* _TEXT EXCERPT_:
A lot has been written about polyglot programming. I did not read much of it. So forgive me if I miss something obvious. For me it is simply defined though: Polyglot programming is when a team of developers works with a set of different programming languages.
To understand my team’s approach I will have to take you on a little digression on architecture first.
The fall of the monoliths
As for the issue of the monolithic software, a lot has changed in quite a short period of time. We moved from rather big vertically decomposed systems to micro-verticals and microservices. See for example Guido Steinacker’s post on that.
Also, we are now creating a new and much more flexible Infrastructure based on Mesos and Docker. Simon Monecke has written a post about that and about how we deploy to that environment with LambdaCD. This post is only the first of a series of three.
Our new Mesos-based infrastructure is not only a suitable runtime for our classical web applications (micro or not), but also for Apache Spark. Which brings us to the first of the two lambdas I promised:
The Lambda Architecture
„Lambda architecture is a data-processing architecture designed to handle massive quantities of data by taking advantage of both batch- and stream-processing methods. This approach to architecture attempts to balance latency, throughput, and fault-tolerance by using batch processing to provide comprehensive and accurate views of batch data, while simultaneously using real-time stream processing to provide views of online data.“
In our team, which was founded in early 2015, we work on such an architecture. Figure 1 shows a typical lambda architecture with
- A source of streaming data
- A source of batch data
- A processing unit for the streaming data
- A processing unit for the batch data
- Shared storage for batch and stream processing
- A cache for the batch results
- A cache for the streaming results
- A facade for accessing the data from the caches
Early Lambda architecture implementations often suffer from using different technologies on the two streams of data. The batch processing is usually conducted using Hadoop Map-Reduce which is fundamentally unsuitable for stream processing. Thus the streaming part has to be implemented in a different technology. While this offers the advantage of allowing you to choose different solutions for different problems, it can also make you quite ineffecient if the data you process in batch and streaming is essentially the same.

* _STORED DATA_:
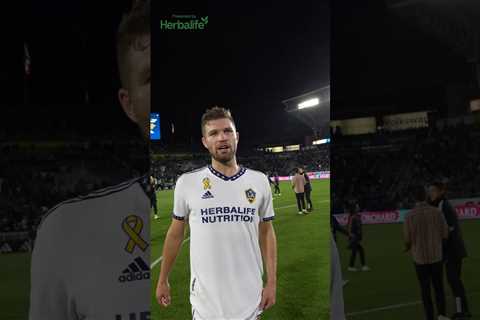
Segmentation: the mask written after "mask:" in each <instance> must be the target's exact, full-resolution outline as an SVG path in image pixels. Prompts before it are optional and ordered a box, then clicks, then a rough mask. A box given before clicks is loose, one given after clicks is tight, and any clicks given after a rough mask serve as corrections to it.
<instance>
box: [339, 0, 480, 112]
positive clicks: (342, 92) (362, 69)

* _DIRECTIVE 1_:
Could you reproduce, word for word, the part of the post on polyglot programming that runs from "A lot has been" up to and including "on architecture first."?
* _DIRECTIVE 2_:
Can you take the post on polyglot programming and the Lambda Architecture further, picking up right after its final sentence?

* _WRITTEN REPLY 1_:
A lot has been written about polyglot programming. I did not read much of it. So forgive me if I miss something obvious. For me it is simply defined though: Polyglot programming is when a team of developers works with a set of different programming languages.
To understand my team’s approach I will have to take you on a little digression on architecture first.

* _WRITTEN REPLY 2_:
Apache Spark is there to close that gap. It provides a sane API and a huge base of data processing libraries (e.g. MLlib) that can be used for both batch and stream processing. Spark features immutable, distributed data structures and tries to keep as much of the data in memory as possible. Spark programs can be treated as microservices in their own right. You end up with a bunch of different jobs which can be developed, deployed, scheduled, scaled and run independently.
Spark is written in Scala, which is also the native language in which to program Spark. This is why Scala is now part of our polyglot portfolio. Our team contains not only developers, but also data scientists with a tradition of prototyping and developing models with Python. Luckily, there also exists a Python API for Spark.
The Lambda architecture is a very powerful pattern, but to build and maintain a production system with it means you have a lot of requirements for which Spark is not necessarily the best fit. Instead we use microservices to satisfy requirements like:
- The facade service itself (A)
- Dashboards for business users (B)
- Import and transformation of additional data sources (C)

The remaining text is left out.